::: Dataset rows
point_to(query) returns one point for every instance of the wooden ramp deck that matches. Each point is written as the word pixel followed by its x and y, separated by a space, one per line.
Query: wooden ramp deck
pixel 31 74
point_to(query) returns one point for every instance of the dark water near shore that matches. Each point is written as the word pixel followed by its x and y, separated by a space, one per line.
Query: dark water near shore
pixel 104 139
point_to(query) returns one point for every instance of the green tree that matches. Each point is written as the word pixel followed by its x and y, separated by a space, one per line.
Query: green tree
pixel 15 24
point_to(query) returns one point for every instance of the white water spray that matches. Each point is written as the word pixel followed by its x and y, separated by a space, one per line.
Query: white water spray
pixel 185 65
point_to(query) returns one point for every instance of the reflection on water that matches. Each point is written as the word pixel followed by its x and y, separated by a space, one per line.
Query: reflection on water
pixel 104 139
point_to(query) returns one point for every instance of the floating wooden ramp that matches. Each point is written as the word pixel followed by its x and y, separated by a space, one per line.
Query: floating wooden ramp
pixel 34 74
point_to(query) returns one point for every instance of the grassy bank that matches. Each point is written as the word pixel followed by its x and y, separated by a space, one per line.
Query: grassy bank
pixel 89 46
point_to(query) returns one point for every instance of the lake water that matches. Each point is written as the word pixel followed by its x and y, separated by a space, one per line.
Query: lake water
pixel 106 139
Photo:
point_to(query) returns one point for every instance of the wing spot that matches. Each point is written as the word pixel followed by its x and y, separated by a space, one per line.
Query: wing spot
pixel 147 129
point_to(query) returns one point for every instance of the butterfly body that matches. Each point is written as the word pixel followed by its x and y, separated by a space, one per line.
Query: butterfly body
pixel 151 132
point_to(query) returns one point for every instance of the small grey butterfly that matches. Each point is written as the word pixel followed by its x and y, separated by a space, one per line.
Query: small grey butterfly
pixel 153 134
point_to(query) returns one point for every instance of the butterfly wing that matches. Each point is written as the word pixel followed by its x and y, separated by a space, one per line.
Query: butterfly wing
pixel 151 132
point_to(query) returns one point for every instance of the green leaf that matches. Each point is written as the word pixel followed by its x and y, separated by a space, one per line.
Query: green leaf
::::::
Please rewrite every line from the one containing "point_to(query) returns one point for every instance of the lake" through the end of the records, keeping the requests as they are and shifting each coordinate in the answers up by 37.

### [Answer to the task]
point_to(query) returns one point for every instance of the lake water that matches. Each point is written as the word pixel followed by its x and y, separated by a space, one per line.
Query: lake water
pixel 143 176
Photo:
point_to(query) returns one point for every instance of the wing spot that matches. Each point is written as the word pixel followed by its x and y, separated by a space, one per line.
Query: wing spot
pixel 184 166
point_to(query) returns one point for every instance of the butterfly body that matches. Each point is written as the word pixel followed by its x and y, separated by a space, one per line.
Query: butterfly body
pixel 188 169
point_to(query) returns one point for every instance of the small grey butterfly that matches. Each point is written as the word pixel followed by its x and y, separated by a space, one per line.
Query: small grey butterfly
pixel 190 171
point_to(query) returns one point for every instance of the butterfly wing that matches. Each point is written as the word pixel followed by its x and y, separated by a space, one per line.
Query: butterfly wing
pixel 188 169
point_to(query) returns one point for every instance of the green leaf that matches. Each point is written as the word pixel followed by its x and y, separated by a space, one per line.
Query: green leaf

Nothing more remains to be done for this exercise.